**WHAT TO DO:** Rescale the part of the records that opens with the line containing "Please put a point on each instance of the white building" and runs through the end of the records. Reproduce only those lines, requests included, but multiply every x and y coordinate in the answers by 0.8 and round to a whole number, with halves rounded up.
# start of INFORMATION PROVIDED
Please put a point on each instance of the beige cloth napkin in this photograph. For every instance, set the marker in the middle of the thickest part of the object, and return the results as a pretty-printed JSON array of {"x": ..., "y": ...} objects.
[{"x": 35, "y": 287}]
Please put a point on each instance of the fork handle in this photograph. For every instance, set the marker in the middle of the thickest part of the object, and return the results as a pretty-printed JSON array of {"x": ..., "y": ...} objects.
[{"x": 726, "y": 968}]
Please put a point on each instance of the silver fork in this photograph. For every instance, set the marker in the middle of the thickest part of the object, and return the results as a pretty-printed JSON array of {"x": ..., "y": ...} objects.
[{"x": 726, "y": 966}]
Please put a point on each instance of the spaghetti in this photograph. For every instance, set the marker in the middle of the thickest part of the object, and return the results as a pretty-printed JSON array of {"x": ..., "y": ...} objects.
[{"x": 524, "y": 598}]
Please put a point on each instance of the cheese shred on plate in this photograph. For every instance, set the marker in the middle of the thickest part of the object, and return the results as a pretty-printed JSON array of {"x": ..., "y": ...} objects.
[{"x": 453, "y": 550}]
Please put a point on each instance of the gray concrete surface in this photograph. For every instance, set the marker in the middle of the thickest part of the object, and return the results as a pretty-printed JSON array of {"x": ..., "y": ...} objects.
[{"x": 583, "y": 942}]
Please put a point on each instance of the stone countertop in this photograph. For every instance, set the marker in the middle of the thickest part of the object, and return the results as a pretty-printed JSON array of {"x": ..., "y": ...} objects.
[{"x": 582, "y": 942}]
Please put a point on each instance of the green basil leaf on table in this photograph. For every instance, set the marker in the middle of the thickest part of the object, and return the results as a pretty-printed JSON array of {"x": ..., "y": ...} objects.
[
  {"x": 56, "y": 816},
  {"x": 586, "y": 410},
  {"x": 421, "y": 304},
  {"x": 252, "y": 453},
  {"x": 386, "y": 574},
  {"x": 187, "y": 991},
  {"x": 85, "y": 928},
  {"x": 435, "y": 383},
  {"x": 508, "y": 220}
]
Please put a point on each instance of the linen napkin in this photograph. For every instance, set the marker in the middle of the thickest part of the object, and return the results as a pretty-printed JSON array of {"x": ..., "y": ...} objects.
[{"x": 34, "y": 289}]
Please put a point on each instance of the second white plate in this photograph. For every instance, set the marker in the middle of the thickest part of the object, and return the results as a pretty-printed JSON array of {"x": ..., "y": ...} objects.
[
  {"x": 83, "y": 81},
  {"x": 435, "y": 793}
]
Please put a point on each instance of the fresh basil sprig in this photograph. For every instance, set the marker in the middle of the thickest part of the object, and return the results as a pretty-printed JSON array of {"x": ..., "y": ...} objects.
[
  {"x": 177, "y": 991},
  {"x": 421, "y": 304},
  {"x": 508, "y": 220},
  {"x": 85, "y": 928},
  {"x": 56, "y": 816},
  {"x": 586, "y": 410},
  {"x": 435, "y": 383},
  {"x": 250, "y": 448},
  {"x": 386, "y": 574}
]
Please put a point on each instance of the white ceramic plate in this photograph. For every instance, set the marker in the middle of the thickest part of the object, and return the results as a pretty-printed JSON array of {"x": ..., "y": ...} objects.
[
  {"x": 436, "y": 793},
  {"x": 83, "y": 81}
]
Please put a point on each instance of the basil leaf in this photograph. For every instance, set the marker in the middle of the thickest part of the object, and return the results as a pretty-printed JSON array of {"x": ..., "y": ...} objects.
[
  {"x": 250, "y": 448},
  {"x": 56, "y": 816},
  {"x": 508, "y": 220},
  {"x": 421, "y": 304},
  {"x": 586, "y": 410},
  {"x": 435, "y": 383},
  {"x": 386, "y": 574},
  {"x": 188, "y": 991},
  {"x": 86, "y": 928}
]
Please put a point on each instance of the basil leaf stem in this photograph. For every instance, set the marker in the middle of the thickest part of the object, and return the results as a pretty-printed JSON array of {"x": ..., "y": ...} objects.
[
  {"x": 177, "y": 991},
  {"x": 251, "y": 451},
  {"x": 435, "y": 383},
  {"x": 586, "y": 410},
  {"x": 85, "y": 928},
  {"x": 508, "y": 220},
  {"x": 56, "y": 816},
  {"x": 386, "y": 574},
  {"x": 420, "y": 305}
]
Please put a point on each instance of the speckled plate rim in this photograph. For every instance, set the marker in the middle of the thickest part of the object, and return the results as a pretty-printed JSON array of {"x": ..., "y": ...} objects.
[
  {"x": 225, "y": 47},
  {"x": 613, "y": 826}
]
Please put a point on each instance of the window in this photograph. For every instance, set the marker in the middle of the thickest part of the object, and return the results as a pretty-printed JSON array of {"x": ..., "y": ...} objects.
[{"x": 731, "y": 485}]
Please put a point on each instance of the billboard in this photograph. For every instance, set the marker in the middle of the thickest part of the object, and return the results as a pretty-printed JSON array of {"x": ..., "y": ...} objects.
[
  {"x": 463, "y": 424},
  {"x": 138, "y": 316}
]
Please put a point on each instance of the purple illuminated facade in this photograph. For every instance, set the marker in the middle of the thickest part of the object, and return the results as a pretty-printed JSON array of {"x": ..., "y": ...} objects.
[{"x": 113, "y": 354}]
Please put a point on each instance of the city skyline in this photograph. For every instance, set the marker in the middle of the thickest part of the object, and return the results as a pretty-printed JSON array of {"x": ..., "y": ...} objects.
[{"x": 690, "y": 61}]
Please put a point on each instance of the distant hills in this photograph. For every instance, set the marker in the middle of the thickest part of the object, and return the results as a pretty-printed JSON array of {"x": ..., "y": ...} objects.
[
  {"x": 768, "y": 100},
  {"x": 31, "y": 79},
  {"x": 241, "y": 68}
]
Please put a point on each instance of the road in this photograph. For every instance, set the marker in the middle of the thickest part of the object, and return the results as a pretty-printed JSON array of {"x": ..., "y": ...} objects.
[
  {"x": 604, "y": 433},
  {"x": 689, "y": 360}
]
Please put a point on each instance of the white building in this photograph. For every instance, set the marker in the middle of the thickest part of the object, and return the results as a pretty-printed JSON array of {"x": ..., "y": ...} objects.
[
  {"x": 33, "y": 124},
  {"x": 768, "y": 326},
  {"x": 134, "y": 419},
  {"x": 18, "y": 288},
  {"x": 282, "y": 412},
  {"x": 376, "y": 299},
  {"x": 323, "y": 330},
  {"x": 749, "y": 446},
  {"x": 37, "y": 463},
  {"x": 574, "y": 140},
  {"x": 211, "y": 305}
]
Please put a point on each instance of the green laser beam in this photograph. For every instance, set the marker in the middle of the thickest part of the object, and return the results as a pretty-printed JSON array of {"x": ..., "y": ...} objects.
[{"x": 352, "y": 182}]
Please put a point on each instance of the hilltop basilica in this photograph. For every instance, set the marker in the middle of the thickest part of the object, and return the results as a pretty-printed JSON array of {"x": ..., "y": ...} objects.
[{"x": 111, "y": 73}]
# end of INFORMATION PROVIDED
**OUTPUT BELOW:**
Please put a point on each instance of the white building in this photograph. For every instance, set the marker in the middle of the thickest part of the object, and return the results as a pretty-printed JSON array of {"x": ..., "y": ...} objects.
[
  {"x": 26, "y": 99},
  {"x": 614, "y": 261},
  {"x": 107, "y": 335},
  {"x": 14, "y": 230},
  {"x": 226, "y": 330},
  {"x": 301, "y": 239},
  {"x": 258, "y": 264},
  {"x": 599, "y": 357},
  {"x": 30, "y": 370},
  {"x": 459, "y": 112},
  {"x": 169, "y": 244}
]
Please put a point on each instance of the green laser beam in this photograph. For every instance, set the marker in the middle of the thickest part of the object, and return the results as a pretty-printed JSON array of {"x": ..., "y": ...} objects.
[{"x": 282, "y": 146}]
Please put a point on each instance of the hilltop basilica in this photograph. For every instance, set the marker in the middle of the thickest part of the object, and return the results as a pretty-printed JSON array of {"x": ..., "y": ...} objects.
[{"x": 89, "y": 58}]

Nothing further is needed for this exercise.